• _Extrait du texte_:
Le « Grand débat » de Macron vise en définitive à détourner l’aspiration la plus profonde des Gilets jaunes : la justice. Une aspiration qui se cristallise notamment autour des thématiques liées à la fiscalité, à partir desquelles bien d’autres questions sont posées.
Avec Macron (comme avec ses prédécesseurs), ceux d’en haut payent toujours moins, celles et ceux d’en bas subissent une double peine : des taxes et des services publics (hôpitaux, écoles…) dégradés. Salaires et retraites sont bloqués pour le plus grand nombre. La police réprime les manifestantEs. C’est à cela qu’il faut mettre fin, tout en engageant une véritable transition écologique.
Une fiscalité injuste
La fiscalité a été un des éléments déclencheurs de la révolte des Gilets jaunes. L’article 13 de la Déclaration des droits de l’homme et du citoyen de 1789 est ainsi rédigé : « Pour l’entretien de la force publique, et pour les dépenses d’administration, une contribution commune est indispensable : elle doit être également répartie entre tous les citoyens, en raison de leurs facultés. ». C’est la base de la justice fiscale. Mais ce principe est, depuis des années, battu en brèche. Un allocataire du RSA ou une personne à bas salaire consomment quasiment la totalité de leur revenu : ils payent donc la TVA sur l’essentiel de leur revenu. Le taux normal de TVA est de 20 % et le taux réduit de 5,5 %. Si on y ajoute les taxes sur les carburants, on peut considérer qu’un bas revenu paye plus de 10 % de son revenu en impôt. Or, d’après des calculs de l’économiste Thomas Piketty, Mme Bettencourt payait, en additionnant impôt sur le revenu et ISF, 6 % d’impôt sur son revenu. Elle consommait une faible part de son revenu, mettons 20 %. Ce qui devait faire au total environ 10 % comme les personnes à bas revenu… à l’époque où l’ISF existait !
La fiscalité actuelle n’est donc pas conforme à la Déclaration de 1789. Les impôts ne touchent pas les citoyenEs en fonction de leurs facultés. La TVA représente 53 % des recettes des impôts et la taxe sur les produits pétroliers 5 %. L’impôt sur le revenu rapporte 25 % des recettes et l’impôt sur les sociétés 9 %. La TVA reste la même pour touTEs les consommateurEs et les taxes sur les carburants augmentent. L’impôt sur le revenu est plus juste dans son principe car son taux est progressif (augmente avec le revenu) mais il est réduit par les niches fiscales, qui bénéficient largement aux plus riches, surtout quand ils ont des conseillers fiscaux ou peuvent directement discuter de leurs impôts avec Bercy. Ceci sans parler de la fraude qu’organisent les grandes fortunes : voir entre autres les « Panama papers » et Cahuzac. Macron a encore accru les injustices : suppression de l’essentiel de l’ISF et mise en place du prélèvement forfaitaire unique sur les revenus du capital, qui les sort de l’impôt sur le revenu et bénéficie aux plus grandes fortunes. Les dividendes et intérêts (déclarés) sont désormais taxés à un taux maximum de 30 %, contre 55 % pour les salaires et revenus d’activité non salariée.

Données recueillies:
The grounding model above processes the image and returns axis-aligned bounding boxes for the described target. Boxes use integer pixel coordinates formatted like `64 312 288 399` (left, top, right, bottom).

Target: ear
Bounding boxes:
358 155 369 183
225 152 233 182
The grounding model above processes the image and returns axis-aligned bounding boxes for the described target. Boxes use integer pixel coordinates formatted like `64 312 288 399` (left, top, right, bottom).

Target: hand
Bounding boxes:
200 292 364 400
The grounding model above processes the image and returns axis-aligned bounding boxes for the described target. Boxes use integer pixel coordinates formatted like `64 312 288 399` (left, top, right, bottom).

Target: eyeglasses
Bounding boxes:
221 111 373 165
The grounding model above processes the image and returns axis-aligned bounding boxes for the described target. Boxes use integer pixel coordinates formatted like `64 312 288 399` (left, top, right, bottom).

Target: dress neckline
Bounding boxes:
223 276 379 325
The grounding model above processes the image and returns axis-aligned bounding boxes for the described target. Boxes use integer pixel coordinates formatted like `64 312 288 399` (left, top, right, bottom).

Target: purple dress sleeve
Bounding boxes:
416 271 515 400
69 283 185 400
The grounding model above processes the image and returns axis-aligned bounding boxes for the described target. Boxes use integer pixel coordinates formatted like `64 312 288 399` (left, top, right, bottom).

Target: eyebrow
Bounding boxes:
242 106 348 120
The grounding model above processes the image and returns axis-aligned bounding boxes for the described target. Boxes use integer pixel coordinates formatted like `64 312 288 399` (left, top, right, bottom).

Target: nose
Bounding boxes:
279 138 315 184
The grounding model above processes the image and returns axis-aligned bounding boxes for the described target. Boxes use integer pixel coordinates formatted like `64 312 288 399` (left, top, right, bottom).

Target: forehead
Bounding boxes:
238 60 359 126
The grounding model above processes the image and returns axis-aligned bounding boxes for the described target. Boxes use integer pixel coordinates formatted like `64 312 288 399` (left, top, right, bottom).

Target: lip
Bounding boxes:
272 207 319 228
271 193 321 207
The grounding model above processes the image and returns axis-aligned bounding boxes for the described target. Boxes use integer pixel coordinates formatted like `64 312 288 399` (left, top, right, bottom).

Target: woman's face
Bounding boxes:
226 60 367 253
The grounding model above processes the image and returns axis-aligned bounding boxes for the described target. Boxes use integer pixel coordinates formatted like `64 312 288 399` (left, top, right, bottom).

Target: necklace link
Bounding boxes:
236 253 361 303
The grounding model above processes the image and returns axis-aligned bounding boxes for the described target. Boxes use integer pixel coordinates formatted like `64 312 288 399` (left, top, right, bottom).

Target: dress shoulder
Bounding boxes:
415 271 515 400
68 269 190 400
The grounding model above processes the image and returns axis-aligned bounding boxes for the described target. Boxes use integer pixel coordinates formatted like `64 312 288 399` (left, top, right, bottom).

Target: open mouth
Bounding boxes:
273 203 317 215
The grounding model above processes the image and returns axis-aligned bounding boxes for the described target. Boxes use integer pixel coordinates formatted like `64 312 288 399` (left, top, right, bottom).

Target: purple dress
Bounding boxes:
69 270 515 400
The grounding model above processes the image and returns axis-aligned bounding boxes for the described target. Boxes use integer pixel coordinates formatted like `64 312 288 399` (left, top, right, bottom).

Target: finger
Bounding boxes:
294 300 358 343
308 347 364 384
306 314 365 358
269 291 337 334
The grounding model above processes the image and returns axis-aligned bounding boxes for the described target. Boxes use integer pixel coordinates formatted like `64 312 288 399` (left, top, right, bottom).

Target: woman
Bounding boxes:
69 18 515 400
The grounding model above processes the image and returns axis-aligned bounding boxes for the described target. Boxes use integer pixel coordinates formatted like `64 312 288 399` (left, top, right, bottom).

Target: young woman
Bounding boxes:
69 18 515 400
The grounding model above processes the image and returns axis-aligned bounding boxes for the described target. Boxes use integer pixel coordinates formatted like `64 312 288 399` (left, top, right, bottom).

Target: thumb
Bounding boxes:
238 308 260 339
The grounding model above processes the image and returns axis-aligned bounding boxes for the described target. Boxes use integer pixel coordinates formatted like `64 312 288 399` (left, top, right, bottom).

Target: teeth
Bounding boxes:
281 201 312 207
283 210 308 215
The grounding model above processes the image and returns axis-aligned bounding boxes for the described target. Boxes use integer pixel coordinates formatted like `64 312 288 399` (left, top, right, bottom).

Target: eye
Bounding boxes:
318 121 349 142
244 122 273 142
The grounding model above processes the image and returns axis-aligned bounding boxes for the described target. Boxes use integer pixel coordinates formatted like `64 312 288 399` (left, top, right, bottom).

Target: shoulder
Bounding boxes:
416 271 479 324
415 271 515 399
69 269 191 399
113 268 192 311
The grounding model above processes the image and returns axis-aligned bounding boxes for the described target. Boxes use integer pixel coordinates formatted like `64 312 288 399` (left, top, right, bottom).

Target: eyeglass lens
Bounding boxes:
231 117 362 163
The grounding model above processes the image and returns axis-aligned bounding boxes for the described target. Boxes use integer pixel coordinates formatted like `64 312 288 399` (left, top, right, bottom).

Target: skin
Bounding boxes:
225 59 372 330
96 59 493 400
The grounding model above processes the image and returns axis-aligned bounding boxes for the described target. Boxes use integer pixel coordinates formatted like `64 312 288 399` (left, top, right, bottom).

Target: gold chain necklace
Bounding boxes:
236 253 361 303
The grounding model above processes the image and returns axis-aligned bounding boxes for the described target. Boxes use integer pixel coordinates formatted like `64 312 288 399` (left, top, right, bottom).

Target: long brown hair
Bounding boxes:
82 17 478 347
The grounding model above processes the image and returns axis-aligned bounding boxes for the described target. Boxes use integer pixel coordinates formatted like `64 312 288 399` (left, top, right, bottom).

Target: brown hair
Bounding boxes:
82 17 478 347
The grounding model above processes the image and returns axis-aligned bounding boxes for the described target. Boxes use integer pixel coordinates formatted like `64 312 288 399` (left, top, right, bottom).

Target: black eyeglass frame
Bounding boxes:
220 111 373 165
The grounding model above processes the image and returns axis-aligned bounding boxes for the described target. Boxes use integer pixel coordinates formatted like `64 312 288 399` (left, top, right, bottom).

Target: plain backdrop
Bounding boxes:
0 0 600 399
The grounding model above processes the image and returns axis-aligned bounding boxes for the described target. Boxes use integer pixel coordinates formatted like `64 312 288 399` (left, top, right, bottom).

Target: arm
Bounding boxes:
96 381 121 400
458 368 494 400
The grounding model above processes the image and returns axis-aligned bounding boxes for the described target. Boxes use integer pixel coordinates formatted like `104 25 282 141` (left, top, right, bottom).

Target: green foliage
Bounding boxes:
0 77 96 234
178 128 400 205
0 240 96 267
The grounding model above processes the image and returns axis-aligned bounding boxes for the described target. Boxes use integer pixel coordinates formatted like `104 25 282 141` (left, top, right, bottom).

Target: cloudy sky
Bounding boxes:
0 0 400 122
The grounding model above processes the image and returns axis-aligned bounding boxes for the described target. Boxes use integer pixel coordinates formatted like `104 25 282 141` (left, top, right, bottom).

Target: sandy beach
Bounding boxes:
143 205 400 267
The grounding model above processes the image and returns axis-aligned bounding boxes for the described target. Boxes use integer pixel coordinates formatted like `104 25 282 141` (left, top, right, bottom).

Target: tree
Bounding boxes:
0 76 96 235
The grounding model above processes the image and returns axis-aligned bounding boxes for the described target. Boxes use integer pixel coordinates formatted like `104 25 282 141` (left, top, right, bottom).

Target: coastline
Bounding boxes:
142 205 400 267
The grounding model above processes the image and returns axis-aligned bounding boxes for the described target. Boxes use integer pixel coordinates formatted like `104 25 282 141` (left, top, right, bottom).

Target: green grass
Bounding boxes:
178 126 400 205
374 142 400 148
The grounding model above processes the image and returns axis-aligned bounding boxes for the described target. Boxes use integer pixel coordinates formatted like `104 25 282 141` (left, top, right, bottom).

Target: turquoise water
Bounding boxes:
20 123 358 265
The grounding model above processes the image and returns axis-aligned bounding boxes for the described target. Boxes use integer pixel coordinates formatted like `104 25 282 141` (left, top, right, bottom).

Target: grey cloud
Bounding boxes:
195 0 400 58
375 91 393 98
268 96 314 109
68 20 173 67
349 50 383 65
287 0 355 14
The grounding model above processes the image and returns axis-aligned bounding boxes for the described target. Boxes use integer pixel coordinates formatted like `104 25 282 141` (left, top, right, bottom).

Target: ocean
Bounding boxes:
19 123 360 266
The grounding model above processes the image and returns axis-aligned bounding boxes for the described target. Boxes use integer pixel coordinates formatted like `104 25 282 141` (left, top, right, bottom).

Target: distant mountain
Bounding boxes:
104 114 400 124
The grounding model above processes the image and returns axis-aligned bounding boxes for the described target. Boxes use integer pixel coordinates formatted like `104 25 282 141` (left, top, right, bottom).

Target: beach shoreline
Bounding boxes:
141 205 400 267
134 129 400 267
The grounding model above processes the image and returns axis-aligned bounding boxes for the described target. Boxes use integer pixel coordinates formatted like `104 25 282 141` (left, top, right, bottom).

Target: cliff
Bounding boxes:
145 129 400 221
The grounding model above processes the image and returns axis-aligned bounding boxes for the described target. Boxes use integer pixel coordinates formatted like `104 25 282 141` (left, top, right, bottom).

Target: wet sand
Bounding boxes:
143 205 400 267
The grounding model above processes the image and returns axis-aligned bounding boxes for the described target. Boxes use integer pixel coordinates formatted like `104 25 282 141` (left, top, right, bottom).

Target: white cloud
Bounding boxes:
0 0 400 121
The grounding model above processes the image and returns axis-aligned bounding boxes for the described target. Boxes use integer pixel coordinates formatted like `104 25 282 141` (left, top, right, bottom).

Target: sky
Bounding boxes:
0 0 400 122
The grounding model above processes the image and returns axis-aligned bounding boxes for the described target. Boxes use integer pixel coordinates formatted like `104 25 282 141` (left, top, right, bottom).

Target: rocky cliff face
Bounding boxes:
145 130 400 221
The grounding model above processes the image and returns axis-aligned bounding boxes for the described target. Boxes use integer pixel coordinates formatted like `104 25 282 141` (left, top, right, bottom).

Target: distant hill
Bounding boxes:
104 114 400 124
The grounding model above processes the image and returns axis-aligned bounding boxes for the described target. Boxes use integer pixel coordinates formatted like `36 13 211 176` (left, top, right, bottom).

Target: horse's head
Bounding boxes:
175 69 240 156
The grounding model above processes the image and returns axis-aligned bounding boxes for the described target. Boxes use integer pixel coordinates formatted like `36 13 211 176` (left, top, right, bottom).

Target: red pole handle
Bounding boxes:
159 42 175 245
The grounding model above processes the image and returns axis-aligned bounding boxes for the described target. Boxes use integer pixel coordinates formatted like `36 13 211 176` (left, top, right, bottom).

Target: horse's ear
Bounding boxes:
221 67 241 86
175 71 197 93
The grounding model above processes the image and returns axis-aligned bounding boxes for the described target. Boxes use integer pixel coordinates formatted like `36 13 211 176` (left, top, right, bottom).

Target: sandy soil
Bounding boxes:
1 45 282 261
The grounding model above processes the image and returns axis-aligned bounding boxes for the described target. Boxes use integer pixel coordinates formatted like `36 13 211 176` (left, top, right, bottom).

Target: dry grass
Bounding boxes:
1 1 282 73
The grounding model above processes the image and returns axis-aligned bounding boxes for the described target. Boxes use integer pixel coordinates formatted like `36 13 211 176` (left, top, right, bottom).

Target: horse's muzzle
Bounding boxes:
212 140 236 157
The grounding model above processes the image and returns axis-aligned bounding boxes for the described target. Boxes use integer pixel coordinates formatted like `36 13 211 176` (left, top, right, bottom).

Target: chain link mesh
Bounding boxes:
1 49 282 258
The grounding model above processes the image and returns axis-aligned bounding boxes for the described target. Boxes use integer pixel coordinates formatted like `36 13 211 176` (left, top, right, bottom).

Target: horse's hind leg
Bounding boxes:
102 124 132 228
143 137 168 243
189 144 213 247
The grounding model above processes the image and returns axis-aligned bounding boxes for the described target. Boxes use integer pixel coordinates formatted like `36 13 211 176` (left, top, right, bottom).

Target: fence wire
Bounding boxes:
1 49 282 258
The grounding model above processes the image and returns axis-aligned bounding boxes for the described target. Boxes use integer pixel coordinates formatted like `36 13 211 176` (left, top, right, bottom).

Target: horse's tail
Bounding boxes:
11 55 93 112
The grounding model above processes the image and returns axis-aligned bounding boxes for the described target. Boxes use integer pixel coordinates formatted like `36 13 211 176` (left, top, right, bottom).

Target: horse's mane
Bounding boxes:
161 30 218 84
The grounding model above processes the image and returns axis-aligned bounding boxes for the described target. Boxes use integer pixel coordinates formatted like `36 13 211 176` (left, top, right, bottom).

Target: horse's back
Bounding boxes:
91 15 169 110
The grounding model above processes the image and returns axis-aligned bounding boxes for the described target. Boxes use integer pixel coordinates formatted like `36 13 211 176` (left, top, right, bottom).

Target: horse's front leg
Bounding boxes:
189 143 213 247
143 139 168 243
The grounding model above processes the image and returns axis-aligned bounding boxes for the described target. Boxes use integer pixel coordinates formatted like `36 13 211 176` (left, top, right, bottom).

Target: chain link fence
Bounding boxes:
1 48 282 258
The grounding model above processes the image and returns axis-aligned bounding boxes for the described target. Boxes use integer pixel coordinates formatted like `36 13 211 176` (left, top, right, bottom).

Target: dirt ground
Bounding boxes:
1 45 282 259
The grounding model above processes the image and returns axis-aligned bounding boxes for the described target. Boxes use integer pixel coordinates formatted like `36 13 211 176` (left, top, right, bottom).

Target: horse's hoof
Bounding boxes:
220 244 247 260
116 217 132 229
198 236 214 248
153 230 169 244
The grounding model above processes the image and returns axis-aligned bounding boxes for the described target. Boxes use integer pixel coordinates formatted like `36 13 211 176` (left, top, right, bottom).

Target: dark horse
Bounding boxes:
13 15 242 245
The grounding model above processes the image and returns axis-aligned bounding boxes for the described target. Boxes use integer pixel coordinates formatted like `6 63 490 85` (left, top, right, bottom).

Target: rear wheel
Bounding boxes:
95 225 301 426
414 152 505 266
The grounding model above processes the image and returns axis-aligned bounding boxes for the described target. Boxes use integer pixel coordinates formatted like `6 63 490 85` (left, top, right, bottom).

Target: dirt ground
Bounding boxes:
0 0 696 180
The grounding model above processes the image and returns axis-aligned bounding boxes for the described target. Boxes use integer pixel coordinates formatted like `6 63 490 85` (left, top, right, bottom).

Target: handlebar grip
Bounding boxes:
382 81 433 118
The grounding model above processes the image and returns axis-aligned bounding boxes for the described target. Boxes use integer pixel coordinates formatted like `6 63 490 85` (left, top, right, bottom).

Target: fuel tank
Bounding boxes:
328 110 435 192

• _Consigne A_: Traduisez en anglais la phrase de l'extrait « Salaires et retraites sont bloqués pour le plus grand nombre. »
• _Consigne B_: Réécrivez le passage de l'extrait allant de « Avec Macron (comme » à « véritable transition écologique. », en remplaçant « police » par « gendarmerie ».

• _Réponse complète A_: Wages and pensions are frozen for the vast majority.

• _Réponse complète B_:
Avec Macron (comme avec ses prédécesseurs), ceux d’en haut payent toujours moins, celles et ceux d’en bas subissent une double peine : des taxes et des services publics (hôpitaux, écoles…) dégradés. Salaires et retraites sont bloqués pour le plus grand nombre. La gendarmerie réprime les manifestantEs. C’est à cela qu’il faut mettre fin, tout en engageant une véritable transition écologique.